### WHAT TO PRODUCE
Copy out every line of the data that has the word "dish" somewhere in it.

[Natural language region descriptions]
══════════════════════════════

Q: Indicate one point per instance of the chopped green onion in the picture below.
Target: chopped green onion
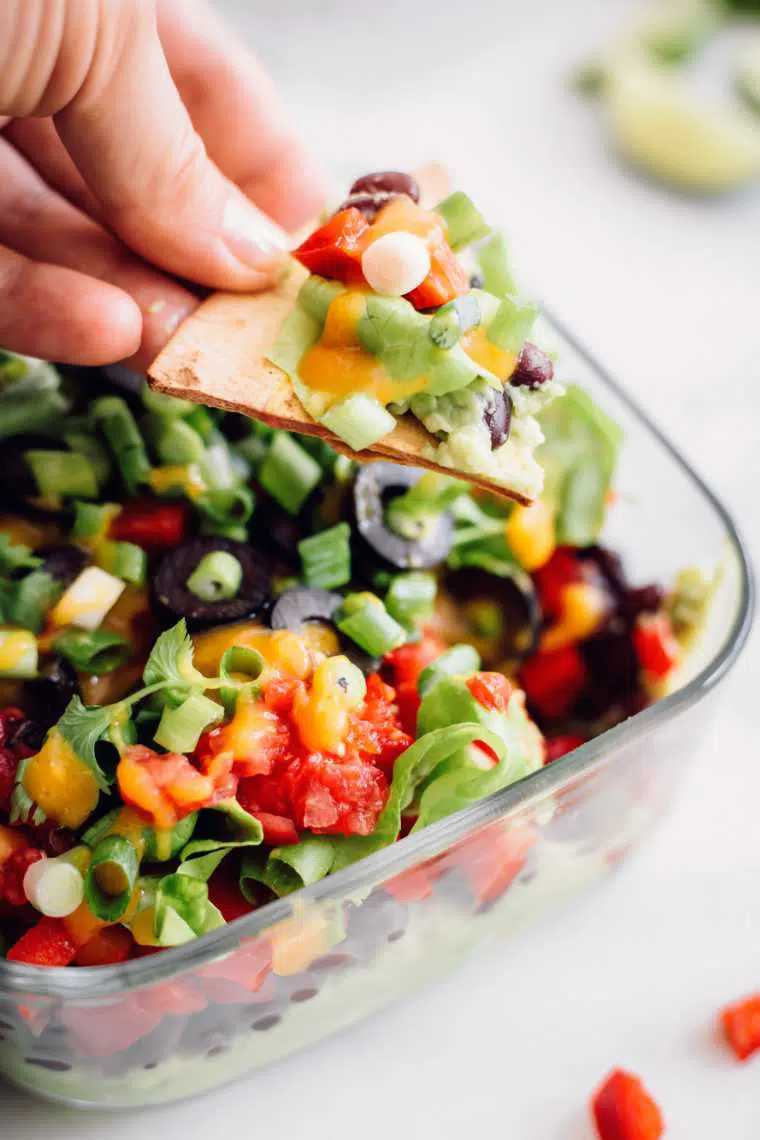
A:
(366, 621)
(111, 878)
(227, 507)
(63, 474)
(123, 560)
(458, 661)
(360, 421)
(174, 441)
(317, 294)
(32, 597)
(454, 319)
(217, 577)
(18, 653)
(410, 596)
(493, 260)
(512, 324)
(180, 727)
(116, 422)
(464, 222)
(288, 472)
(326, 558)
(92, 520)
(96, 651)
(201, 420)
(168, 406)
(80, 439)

══════════════════════════════

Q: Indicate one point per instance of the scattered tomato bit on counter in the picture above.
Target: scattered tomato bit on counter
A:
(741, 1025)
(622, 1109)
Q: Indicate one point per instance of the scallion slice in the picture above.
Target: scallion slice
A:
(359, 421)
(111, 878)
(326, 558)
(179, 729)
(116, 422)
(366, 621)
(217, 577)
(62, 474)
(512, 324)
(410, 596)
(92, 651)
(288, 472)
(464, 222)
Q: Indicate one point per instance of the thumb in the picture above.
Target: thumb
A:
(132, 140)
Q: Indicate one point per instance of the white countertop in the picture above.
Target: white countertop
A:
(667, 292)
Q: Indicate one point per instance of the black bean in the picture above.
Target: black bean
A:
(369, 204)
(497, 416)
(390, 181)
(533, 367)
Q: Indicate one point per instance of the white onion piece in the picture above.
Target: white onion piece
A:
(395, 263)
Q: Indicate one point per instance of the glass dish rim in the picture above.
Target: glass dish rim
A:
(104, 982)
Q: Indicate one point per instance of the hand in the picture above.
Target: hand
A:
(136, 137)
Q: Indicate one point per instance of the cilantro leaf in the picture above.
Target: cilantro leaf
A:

══════════════════════════════

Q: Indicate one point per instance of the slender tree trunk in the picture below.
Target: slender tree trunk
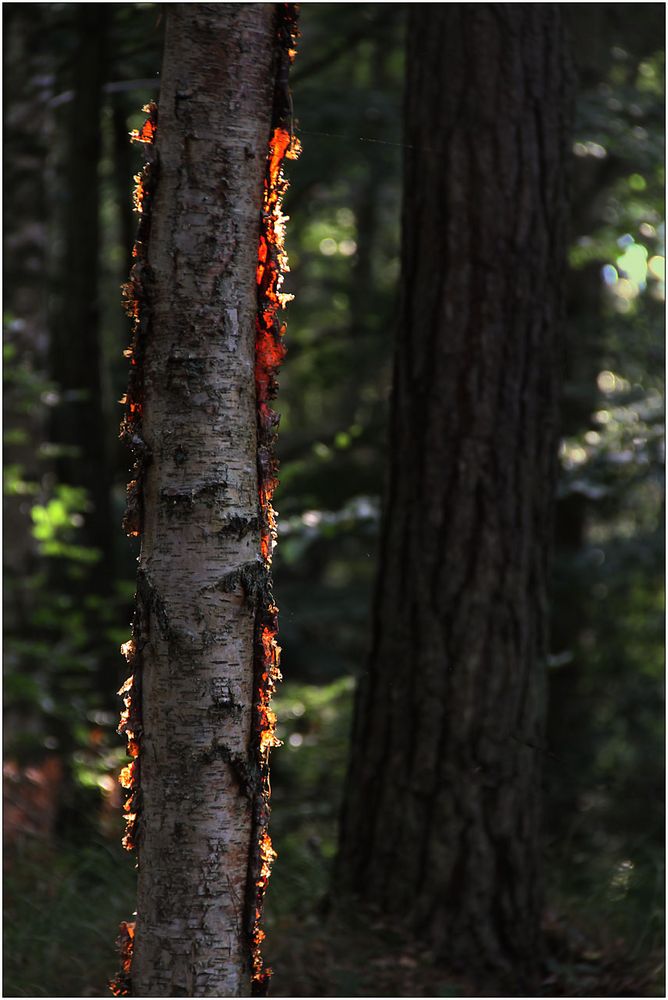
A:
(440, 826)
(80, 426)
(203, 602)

══════════════════════════════

### TASK SOLUTION
Q: Indicate one point per instance of the glass dish rim in the picture above.
Target: glass dish rim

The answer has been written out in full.